**Task**
Reproduce the line that holds "Return the polygon of every instance of the man" together with all the lines after it up to the end of the entries.

>> Begin

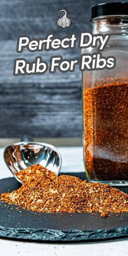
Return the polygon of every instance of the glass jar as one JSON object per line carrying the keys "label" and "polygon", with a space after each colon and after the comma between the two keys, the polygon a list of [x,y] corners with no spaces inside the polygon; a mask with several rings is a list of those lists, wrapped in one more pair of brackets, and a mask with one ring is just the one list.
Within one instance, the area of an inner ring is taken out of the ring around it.
{"label": "glass jar", "polygon": [[[84,155],[87,178],[128,185],[128,3],[92,7],[93,34],[111,34],[102,54],[114,56],[113,69],[85,71]],[[98,52],[95,48],[82,54]]]}

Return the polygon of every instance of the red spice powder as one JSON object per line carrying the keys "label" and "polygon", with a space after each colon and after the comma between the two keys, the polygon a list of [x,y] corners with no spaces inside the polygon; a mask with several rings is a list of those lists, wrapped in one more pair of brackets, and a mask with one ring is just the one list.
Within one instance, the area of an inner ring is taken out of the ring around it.
{"label": "red spice powder", "polygon": [[35,164],[17,174],[23,183],[11,193],[2,194],[4,202],[40,213],[128,213],[128,195],[101,183],[87,183],[55,174]]}
{"label": "red spice powder", "polygon": [[128,179],[128,83],[84,91],[85,158],[93,180]]}

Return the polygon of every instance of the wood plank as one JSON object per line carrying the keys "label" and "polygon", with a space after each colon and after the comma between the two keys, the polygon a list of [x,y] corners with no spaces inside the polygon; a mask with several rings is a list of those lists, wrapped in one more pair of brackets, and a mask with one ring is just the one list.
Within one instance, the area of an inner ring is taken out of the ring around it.
{"label": "wood plank", "polygon": [[[35,137],[80,137],[82,134],[81,74],[14,76],[14,61],[29,61],[40,55],[49,62],[54,55],[78,57],[79,49],[22,54],[16,52],[17,37],[38,38],[53,33],[67,36],[90,30],[89,1],[80,0],[1,0],[0,1],[0,137],[17,138],[28,133]],[[66,9],[72,21],[68,29],[56,25],[57,12]]]}

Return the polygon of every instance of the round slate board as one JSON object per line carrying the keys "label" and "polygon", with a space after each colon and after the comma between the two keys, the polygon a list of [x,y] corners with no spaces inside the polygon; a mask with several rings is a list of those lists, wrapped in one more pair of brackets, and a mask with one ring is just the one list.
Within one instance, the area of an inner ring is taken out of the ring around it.
{"label": "round slate board", "polygon": [[[72,174],[85,179],[84,172]],[[21,184],[15,178],[0,180],[0,194],[13,191]],[[128,193],[128,188],[121,188]],[[7,203],[0,207],[0,237],[36,241],[96,241],[128,238],[128,214],[45,214],[23,209]]]}

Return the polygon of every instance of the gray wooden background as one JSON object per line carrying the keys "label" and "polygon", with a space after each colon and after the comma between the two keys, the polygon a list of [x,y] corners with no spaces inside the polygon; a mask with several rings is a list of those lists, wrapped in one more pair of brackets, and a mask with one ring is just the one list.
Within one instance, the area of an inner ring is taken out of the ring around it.
{"label": "gray wooden background", "polygon": [[[104,1],[101,1],[104,2]],[[87,0],[0,1],[0,137],[16,138],[23,134],[35,137],[81,137],[82,134],[81,74],[14,76],[15,57],[32,61],[39,53],[16,53],[17,37],[56,36],[89,31],[91,4]],[[57,11],[66,9],[72,21],[66,29],[56,25]],[[40,53],[48,61],[53,55],[73,58],[78,49]]]}

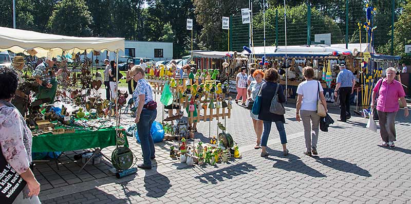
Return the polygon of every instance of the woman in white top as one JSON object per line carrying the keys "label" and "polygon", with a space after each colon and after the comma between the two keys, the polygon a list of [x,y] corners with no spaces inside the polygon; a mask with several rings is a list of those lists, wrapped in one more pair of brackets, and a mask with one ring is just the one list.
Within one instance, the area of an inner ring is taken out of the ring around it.
{"label": "woman in white top", "polygon": [[242,105],[246,105],[246,100],[247,99],[247,74],[246,73],[247,68],[241,68],[241,72],[237,74],[235,83],[237,85],[237,97],[235,98],[235,103],[238,103],[238,100],[242,97]]}
{"label": "woman in white top", "polygon": [[[303,120],[305,146],[307,148],[307,151],[304,154],[311,156],[311,152],[313,155],[318,154],[317,142],[321,117],[317,115],[317,103],[320,98],[327,112],[327,102],[325,101],[321,84],[318,81],[312,79],[314,78],[314,70],[312,67],[309,66],[304,67],[303,69],[303,75],[306,81],[301,83],[297,88],[297,94],[298,96],[297,99],[295,119],[298,122],[301,120]],[[312,126],[311,124],[311,122]],[[312,134],[311,134],[311,127],[313,131]]]}

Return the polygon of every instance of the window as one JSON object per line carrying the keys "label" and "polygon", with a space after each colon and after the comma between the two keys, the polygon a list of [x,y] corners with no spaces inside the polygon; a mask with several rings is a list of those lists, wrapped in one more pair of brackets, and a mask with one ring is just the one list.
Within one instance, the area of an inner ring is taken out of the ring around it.
{"label": "window", "polygon": [[154,49],[154,57],[155,58],[163,58],[163,49]]}
{"label": "window", "polygon": [[125,48],[124,54],[126,56],[136,57],[136,48]]}

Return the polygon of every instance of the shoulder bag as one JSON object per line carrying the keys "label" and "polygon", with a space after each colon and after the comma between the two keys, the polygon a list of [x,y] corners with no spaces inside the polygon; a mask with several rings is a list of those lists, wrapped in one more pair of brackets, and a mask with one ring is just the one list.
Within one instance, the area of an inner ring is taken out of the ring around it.
{"label": "shoulder bag", "polygon": [[324,107],[323,102],[319,99],[320,98],[320,82],[317,84],[317,115],[321,117],[325,117],[327,116],[327,112],[325,111],[325,107]]}
{"label": "shoulder bag", "polygon": [[255,100],[254,101],[253,104],[253,107],[251,108],[251,112],[254,115],[258,115],[260,113],[260,109],[261,109],[261,89],[263,88],[261,85],[260,87],[260,90],[258,91],[258,95],[255,97]]}
{"label": "shoulder bag", "polygon": [[275,88],[275,93],[274,94],[272,99],[271,99],[271,105],[270,106],[270,113],[276,115],[284,115],[286,114],[286,110],[283,104],[278,102],[278,87],[279,84],[277,84],[277,87]]}

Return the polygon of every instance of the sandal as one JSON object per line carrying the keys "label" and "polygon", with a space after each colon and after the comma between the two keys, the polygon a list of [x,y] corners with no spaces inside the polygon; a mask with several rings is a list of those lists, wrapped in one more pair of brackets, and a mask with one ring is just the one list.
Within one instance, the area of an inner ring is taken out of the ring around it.
{"label": "sandal", "polygon": [[304,154],[310,157],[312,156],[310,151],[304,152]]}

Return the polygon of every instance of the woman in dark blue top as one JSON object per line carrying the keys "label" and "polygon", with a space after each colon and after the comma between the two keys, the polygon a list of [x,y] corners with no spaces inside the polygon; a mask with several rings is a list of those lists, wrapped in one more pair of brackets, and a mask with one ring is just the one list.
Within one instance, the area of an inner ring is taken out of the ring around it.
{"label": "woman in dark blue top", "polygon": [[286,101],[286,98],[283,89],[283,87],[276,83],[278,79],[278,72],[276,69],[271,68],[266,70],[264,79],[266,83],[263,85],[261,88],[261,108],[258,114],[258,119],[263,121],[264,130],[261,138],[261,156],[263,157],[268,156],[269,154],[266,151],[267,143],[268,141],[268,135],[271,129],[271,123],[275,123],[277,130],[279,133],[279,138],[283,144],[283,151],[284,155],[288,154],[288,150],[287,149],[287,136],[286,131],[284,128],[285,119],[284,115],[277,115],[270,112],[270,106],[271,105],[271,99],[274,97],[277,86],[278,90],[277,94],[278,95],[278,102],[284,103]]}

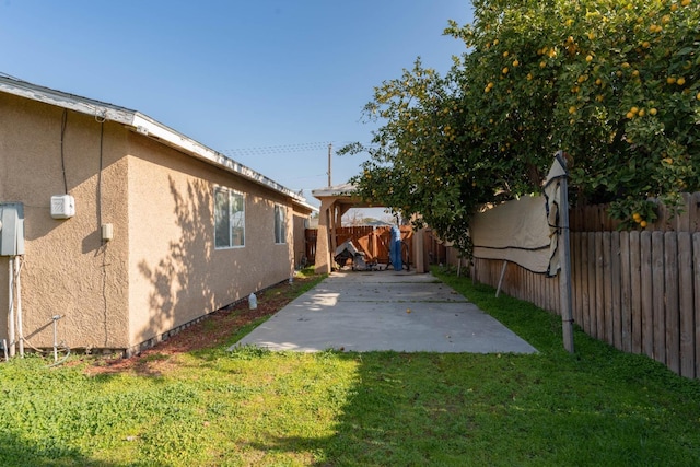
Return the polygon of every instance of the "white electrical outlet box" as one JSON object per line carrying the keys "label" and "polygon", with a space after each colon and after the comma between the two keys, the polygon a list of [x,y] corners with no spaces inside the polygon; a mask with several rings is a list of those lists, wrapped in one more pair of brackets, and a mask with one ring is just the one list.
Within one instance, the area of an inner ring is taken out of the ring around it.
{"label": "white electrical outlet box", "polygon": [[51,197],[51,218],[70,219],[75,215],[75,199],[70,195]]}
{"label": "white electrical outlet box", "polygon": [[102,224],[102,240],[109,242],[114,238],[114,226],[112,224]]}

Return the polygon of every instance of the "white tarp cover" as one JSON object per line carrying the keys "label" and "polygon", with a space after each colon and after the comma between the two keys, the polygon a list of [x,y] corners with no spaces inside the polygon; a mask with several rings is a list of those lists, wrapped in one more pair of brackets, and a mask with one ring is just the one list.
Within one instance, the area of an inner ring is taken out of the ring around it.
{"label": "white tarp cover", "polygon": [[546,203],[544,196],[527,196],[476,214],[469,229],[474,257],[547,272],[551,238]]}
{"label": "white tarp cover", "polygon": [[[545,182],[545,198],[547,199],[547,223],[549,224],[549,235],[551,243],[549,246],[549,267],[545,271],[547,276],[557,276],[557,271],[561,269],[559,261],[559,205],[561,200],[561,180],[567,176],[567,163],[562,159],[561,152],[557,153],[555,163],[547,174],[547,180]],[[568,209],[568,207],[567,207]],[[569,229],[569,225],[564,225],[564,229]]]}
{"label": "white tarp cover", "polygon": [[526,196],[474,217],[474,257],[503,259],[533,272],[556,276],[559,187],[565,176],[559,156],[545,183],[545,196]]}

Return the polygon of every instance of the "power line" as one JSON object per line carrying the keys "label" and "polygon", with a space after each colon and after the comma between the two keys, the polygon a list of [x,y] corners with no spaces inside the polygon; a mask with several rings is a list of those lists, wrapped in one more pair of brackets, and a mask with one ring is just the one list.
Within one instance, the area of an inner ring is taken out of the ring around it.
{"label": "power line", "polygon": [[[332,144],[334,147],[341,148],[342,145],[349,144],[352,141],[341,141],[340,143],[334,142],[334,141],[291,143],[291,144],[266,145],[266,147],[257,147],[257,148],[224,149],[220,152],[232,159],[255,156],[255,155],[289,154],[294,152],[315,152],[315,151],[325,152],[328,150],[328,144]],[[364,145],[372,147],[372,144],[368,144],[368,143],[364,143]]]}

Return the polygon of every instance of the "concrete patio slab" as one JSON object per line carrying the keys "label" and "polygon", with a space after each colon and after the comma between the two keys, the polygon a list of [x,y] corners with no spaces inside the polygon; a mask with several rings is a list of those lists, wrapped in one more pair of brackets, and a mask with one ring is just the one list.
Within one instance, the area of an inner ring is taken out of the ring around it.
{"label": "concrete patio slab", "polygon": [[270,350],[534,353],[432,275],[334,272],[236,346]]}

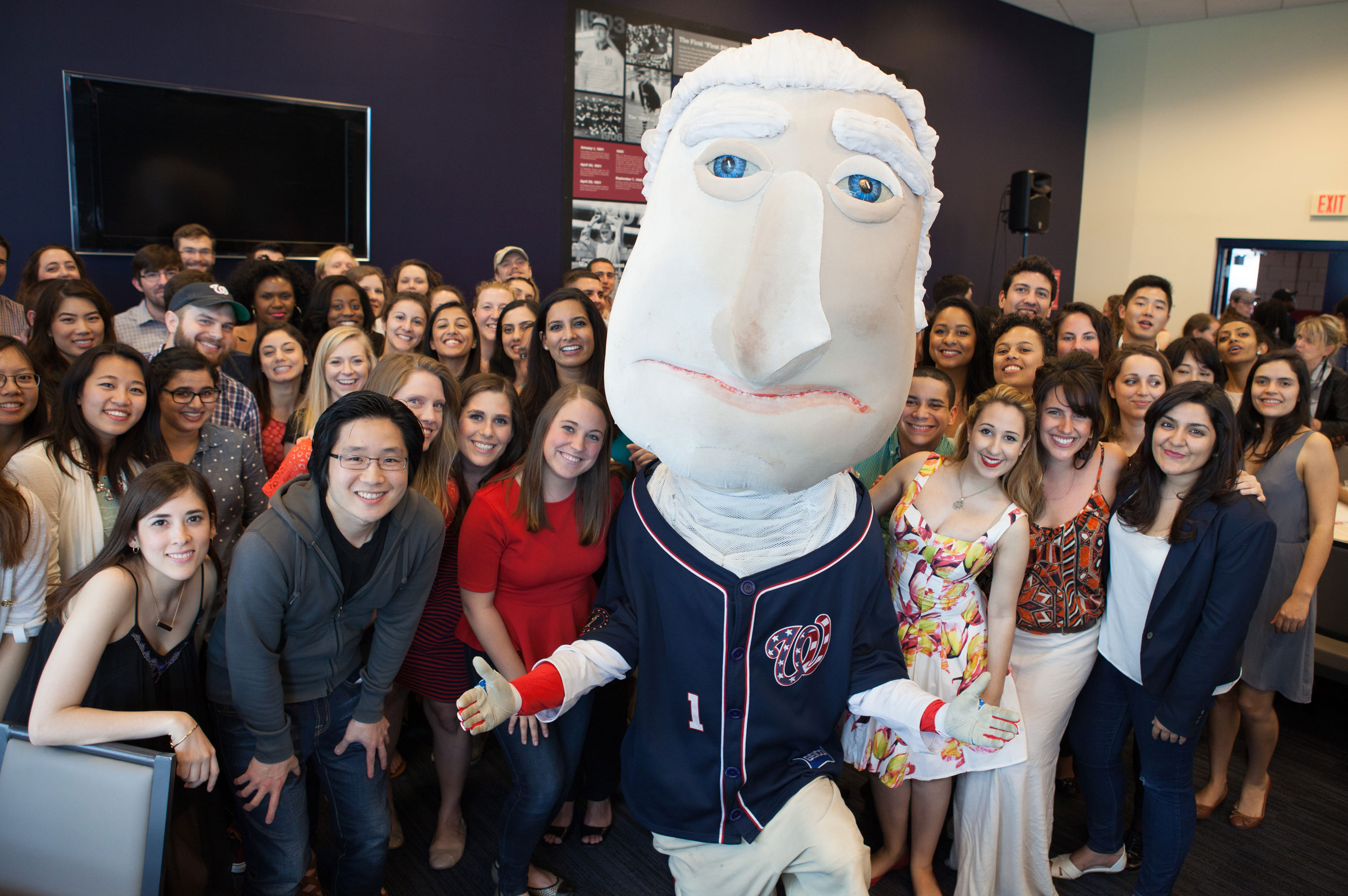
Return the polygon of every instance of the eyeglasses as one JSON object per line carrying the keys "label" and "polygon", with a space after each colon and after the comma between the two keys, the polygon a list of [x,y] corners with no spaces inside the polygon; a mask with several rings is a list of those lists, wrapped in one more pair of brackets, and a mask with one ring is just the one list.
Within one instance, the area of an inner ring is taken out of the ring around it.
{"label": "eyeglasses", "polygon": [[337,458],[337,463],[348,470],[369,469],[371,461],[377,461],[379,469],[384,473],[396,473],[398,470],[407,469],[406,457],[361,457],[359,454],[329,454],[328,457]]}
{"label": "eyeglasses", "polygon": [[191,389],[160,389],[173,396],[177,404],[191,404],[193,399],[201,399],[202,404],[214,404],[220,399],[220,389],[202,389],[201,392],[193,392]]}
{"label": "eyeglasses", "polygon": [[42,383],[42,377],[36,373],[15,373],[12,376],[0,373],[0,389],[3,389],[5,383],[9,380],[13,380],[13,384],[20,389],[35,389],[38,388],[38,383]]}
{"label": "eyeglasses", "polygon": [[175,274],[178,274],[178,268],[164,268],[163,271],[142,271],[140,279],[158,283],[159,280],[173,279]]}

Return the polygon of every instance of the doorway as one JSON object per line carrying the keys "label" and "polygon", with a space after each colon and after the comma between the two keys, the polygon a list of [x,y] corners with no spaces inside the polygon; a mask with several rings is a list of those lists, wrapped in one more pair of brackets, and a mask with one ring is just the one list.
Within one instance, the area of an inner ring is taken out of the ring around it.
{"label": "doorway", "polygon": [[1335,240],[1217,240],[1212,314],[1221,317],[1232,291],[1270,299],[1278,290],[1295,299],[1293,317],[1333,314],[1348,298],[1348,243]]}

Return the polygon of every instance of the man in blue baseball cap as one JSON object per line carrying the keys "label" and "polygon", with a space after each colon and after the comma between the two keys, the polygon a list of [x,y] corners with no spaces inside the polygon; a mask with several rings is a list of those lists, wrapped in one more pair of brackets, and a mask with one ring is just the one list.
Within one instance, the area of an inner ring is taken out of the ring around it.
{"label": "man in blue baseball cap", "polygon": [[[182,276],[183,274],[179,274],[174,279]],[[170,282],[164,292],[167,294],[174,286],[177,284]],[[229,352],[235,348],[235,326],[247,323],[249,317],[248,309],[236,302],[224,286],[187,283],[173,291],[168,310],[164,311],[164,326],[168,327],[168,342],[164,348],[195,349],[206,357],[220,373],[220,399],[216,402],[210,422],[248,433],[260,451],[262,419],[257,414],[257,399],[243,383],[220,371],[220,365],[229,360]]]}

>> End

**Answer to the task**
Return the polygon of every instance of the man in blue baseball cap as one JSON object per line carrying the keys "label" and "polygon", with a space after each colon and after the comma between the two keys, the polygon a list of [x,y] corners with no spaces inside the polygon; a mask with several rings is a list of those lists, wrapped in one more pair of brackets, and a mask with one ring is just the one list.
Within one instance, the area of an inner ring is taken out of the ring around it.
{"label": "man in blue baseball cap", "polygon": [[[182,276],[183,274],[179,274],[174,279]],[[170,282],[164,292],[167,294],[174,286],[177,284]],[[229,352],[235,348],[235,326],[247,323],[249,317],[248,309],[236,302],[224,286],[187,283],[173,291],[168,310],[164,311],[164,326],[168,327],[168,342],[164,348],[195,349],[206,357],[220,373],[220,399],[216,402],[210,422],[248,433],[260,451],[262,419],[257,414],[257,399],[243,383],[220,371],[220,365],[229,360]]]}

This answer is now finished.